Source data section start

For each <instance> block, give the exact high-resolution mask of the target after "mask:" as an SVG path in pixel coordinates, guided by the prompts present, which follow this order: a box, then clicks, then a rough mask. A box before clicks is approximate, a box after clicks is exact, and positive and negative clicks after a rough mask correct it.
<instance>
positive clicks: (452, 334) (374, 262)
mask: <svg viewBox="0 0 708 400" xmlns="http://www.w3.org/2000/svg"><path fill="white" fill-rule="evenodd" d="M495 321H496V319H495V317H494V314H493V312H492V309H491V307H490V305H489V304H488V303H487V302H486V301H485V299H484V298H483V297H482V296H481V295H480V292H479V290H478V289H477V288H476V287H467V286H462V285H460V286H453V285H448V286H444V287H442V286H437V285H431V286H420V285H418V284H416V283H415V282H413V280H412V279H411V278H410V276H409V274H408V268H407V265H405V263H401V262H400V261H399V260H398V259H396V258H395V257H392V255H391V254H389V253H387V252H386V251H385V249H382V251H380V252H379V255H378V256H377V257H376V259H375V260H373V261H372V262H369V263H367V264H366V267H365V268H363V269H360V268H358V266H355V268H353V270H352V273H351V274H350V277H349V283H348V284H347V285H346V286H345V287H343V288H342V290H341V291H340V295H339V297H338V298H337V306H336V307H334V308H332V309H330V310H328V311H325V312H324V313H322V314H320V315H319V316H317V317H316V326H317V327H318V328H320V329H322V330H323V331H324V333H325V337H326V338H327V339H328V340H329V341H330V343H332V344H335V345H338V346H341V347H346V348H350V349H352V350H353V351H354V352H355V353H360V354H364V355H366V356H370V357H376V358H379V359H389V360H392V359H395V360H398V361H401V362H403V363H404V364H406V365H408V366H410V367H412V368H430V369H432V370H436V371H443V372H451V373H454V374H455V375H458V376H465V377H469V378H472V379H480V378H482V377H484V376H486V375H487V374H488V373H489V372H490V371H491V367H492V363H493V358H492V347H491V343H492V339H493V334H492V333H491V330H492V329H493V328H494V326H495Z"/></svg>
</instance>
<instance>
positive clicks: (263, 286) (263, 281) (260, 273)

Source data section end

Problem description: Could you turn the rows from the very start up to and including the line containing "positive clicks: (452, 334) (374, 262)" into a numbered list, leaving out any blank lines?

Completed exercise:
1. For each <instance> block, give the exact high-resolution mask of the target after "mask:" as an SVG path in pixel coordinates, guided by the prompts present, which follow this order: a box, then clicks, then a rough mask. A box before clicks is approximate, a box after clicks is exact, and positive and negative clicks after a rough mask correct it.
2. <instance>
3. positive clicks: (452, 334) (374, 262)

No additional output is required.